§ **Object position labeling entries**
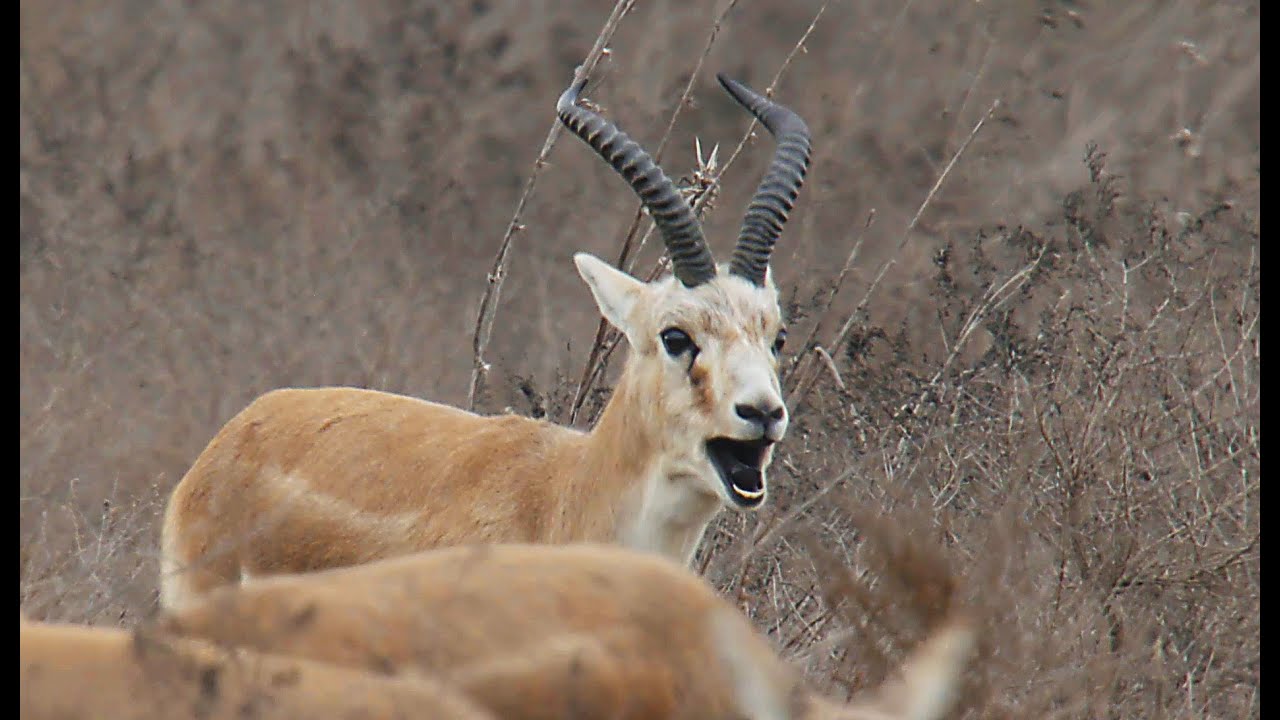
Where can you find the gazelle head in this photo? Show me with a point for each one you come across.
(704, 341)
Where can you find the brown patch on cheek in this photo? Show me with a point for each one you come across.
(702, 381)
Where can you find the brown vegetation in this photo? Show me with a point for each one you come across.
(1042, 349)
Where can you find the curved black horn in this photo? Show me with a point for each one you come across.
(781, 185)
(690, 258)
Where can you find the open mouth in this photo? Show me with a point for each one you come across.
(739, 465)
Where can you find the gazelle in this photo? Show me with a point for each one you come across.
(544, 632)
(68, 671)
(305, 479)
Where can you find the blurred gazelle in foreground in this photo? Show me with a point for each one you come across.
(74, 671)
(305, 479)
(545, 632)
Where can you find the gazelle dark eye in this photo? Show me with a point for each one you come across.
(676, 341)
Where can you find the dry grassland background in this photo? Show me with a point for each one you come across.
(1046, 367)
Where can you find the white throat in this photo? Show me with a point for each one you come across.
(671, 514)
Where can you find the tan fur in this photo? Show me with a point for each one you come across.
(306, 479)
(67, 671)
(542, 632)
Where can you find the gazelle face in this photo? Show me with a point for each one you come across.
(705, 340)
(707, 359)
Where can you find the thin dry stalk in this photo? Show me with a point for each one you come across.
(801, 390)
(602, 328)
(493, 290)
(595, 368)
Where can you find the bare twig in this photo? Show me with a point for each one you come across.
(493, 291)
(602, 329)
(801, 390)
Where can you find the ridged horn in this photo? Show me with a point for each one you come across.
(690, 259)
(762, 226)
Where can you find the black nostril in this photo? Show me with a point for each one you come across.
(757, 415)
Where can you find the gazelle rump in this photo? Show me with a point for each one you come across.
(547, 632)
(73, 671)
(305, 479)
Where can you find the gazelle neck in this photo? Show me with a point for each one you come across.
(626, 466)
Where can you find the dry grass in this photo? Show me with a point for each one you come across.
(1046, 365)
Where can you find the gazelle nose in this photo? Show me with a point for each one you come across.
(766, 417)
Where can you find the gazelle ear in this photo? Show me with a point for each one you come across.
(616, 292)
---
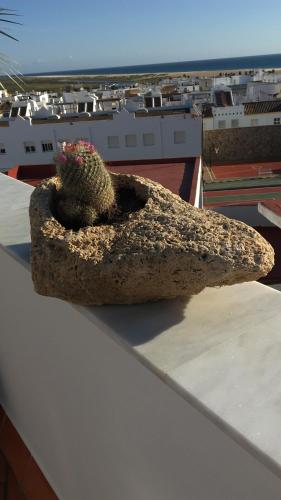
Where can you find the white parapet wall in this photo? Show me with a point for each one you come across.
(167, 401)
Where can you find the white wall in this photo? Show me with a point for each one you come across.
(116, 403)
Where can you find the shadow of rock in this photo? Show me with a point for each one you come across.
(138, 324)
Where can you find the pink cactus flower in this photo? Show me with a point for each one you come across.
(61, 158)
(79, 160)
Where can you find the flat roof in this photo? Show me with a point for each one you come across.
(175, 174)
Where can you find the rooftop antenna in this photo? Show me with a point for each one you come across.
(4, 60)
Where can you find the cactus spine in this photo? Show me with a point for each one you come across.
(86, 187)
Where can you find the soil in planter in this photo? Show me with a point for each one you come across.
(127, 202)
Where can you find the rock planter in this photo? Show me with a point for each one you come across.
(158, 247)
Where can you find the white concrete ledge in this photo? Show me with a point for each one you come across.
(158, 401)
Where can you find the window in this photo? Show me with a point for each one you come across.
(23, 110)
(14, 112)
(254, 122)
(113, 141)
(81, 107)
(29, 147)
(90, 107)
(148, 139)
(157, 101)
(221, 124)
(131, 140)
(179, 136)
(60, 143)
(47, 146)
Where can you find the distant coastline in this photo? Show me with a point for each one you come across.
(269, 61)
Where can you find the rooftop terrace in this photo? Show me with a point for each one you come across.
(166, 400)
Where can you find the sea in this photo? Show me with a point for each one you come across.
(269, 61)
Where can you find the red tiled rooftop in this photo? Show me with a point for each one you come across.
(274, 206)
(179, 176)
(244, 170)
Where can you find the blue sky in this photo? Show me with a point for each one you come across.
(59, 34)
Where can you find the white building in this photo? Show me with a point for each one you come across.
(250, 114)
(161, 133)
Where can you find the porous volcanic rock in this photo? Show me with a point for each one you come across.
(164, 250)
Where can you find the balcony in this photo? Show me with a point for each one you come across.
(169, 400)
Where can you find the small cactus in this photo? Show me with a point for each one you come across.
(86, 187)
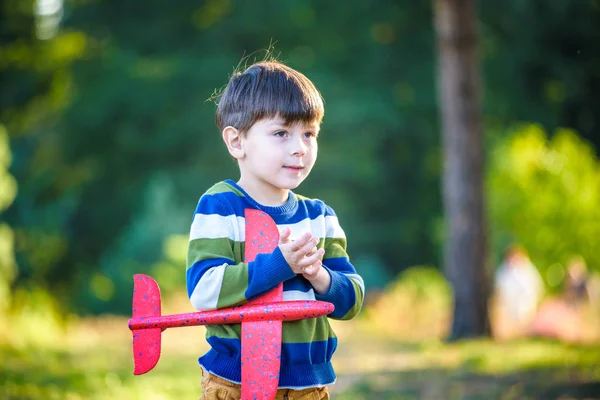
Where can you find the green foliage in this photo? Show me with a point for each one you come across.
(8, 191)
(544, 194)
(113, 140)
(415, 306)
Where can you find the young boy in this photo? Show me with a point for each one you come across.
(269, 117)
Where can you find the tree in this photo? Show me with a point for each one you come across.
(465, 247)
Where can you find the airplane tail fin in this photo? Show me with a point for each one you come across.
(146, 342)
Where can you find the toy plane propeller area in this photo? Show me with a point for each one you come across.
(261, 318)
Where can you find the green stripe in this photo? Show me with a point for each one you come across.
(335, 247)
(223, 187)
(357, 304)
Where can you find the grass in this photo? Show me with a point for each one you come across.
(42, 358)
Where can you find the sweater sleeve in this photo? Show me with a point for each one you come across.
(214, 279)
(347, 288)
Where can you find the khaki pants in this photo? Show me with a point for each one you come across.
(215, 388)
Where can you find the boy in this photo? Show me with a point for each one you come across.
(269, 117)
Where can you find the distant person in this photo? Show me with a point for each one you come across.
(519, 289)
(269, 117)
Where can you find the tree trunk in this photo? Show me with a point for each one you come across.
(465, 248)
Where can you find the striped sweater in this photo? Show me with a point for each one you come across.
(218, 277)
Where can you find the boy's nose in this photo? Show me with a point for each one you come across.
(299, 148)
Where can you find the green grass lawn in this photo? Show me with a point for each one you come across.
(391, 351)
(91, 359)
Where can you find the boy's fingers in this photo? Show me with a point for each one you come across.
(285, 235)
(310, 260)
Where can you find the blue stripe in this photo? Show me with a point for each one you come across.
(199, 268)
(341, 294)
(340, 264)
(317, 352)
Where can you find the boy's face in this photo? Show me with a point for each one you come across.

§ **Written exercise**
Copy the lines of the records above, starting at the line containing "Where can you find the gazelle head" and ending at the line containing "(1046, 367)".

§ **Correct answer**
Where can you find the gazelle head in this photo? Show me with a point for each one you come across.
(704, 341)
Where can you find the brown patch on cheek in this photo? Show me with a point for each one you come across.
(702, 381)
Where can you find the brown vegetation in this photo? Show me with a point for each one you come across.
(1042, 349)
Where can you find the curved black horn in this photo? Show me with a point for each one you come across.
(781, 185)
(690, 258)
Where can you find the open mouth in this photo? Show me with a point for each one you come across.
(739, 465)
Where can you find the gazelle in this photo? Show me with a point for each one you come across.
(544, 632)
(68, 671)
(305, 479)
Where can you find the blurred gazelle in foreground in this photo? Show me with a point for each one you come across.
(74, 671)
(305, 479)
(545, 632)
Where can you find the gazelle dark eye in this photo? Show me with a point for each one you come across.
(676, 341)
Where can you find the dry grassland background in this photo? Show me with a point for each one you come across.
(1046, 367)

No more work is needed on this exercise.